■ **How to complete this task**: Set the data down again, word for word, as it appears below.

[Referring expression data]
■ ■ ■ ■ ■

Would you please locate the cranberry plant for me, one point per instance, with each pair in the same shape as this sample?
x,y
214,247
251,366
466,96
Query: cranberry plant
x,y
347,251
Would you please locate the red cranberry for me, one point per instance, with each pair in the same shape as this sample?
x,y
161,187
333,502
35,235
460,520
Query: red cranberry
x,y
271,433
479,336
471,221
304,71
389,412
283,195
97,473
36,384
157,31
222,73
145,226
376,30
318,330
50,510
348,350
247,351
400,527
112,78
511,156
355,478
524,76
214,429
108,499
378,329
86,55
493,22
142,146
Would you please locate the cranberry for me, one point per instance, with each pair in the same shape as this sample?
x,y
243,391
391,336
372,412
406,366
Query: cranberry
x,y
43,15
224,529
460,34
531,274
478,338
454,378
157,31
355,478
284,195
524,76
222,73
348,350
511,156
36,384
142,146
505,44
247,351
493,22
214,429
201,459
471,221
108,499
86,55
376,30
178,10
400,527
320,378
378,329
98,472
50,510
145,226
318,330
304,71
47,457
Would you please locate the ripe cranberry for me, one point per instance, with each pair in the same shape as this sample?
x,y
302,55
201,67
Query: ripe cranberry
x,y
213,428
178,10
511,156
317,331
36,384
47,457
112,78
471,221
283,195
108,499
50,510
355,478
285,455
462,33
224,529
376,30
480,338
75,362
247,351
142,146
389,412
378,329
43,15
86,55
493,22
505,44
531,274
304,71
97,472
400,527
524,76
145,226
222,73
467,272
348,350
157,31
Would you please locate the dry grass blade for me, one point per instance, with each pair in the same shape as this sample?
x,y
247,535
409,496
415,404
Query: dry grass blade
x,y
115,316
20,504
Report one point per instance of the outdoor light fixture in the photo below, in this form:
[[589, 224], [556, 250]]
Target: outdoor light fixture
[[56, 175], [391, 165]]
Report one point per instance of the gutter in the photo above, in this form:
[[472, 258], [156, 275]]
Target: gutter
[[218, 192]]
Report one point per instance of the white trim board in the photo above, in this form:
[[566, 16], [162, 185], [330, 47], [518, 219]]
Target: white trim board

■ ■ ■ ■ ■

■ **The answer**:
Would you please locate the cranberry plant for me, one point per instance, with each pair in the same shape as this sample?
x,y
214,247
251,366
466,96
Query: cranberry plant
x,y
347,251
Would you please locate the red cranberry for me, one point per instance, with each pair in the same shape as this sample?
x,y
161,187
333,502
35,235
460,520
Query: red cranberry
x,y
271,433
479,336
471,221
304,71
389,412
283,195
97,473
36,384
157,31
222,73
145,226
376,30
318,330
50,510
348,350
247,351
400,527
112,78
511,156
355,478
524,76
214,429
108,499
378,329
86,55
493,22
142,146
Would you please locate the cranberry for me, one point per instance, with each pair in the same shape as this sample?
x,y
243,391
391,336
372,412
406,366
Query: cranberry
x,y
43,15
224,529
460,34
531,274
478,338
454,378
157,31
355,478
284,195
524,76
222,73
348,350
511,156
36,384
142,146
505,44
247,351
493,22
214,429
201,459
471,221
108,499
86,55
376,30
178,10
400,527
320,378
378,329
98,472
50,510
145,226
318,330
304,71
47,457
Would you please locate the ripe cranberry for me, one point per instance, with each pair in the same shape as this sample?
x,y
302,55
201,67
Query: ripe cranberry
x,y
213,428
178,10
511,156
317,331
36,384
47,457
112,78
471,221
283,195
108,499
50,510
355,478
285,455
462,33
224,529
376,30
480,338
75,362
247,351
142,146
389,412
378,329
43,15
86,55
493,22
505,44
531,274
304,71
97,472
400,527
524,76
145,226
222,73
467,272
348,350
157,31
Would you please locate the dry grass blade for me, one point per instance, with each pair in the same shape as this sample?
x,y
247,535
409,496
415,404
Query: dry grass blade
x,y
115,316
20,504
Report one point per instance of the outdoor light fixture in the photo below, in this form:
[[589, 224], [556, 250]]
Target: outdoor light fixture
[[56, 175], [391, 165]]
Report one point per instance of the gutter in the photo above, in this form:
[[472, 258], [156, 275]]
Target: gutter
[[218, 192]]
Report one point per instance of the white trim board in the photo above, in this form:
[[566, 16], [162, 185], [330, 47], [518, 219]]
Target: white trim board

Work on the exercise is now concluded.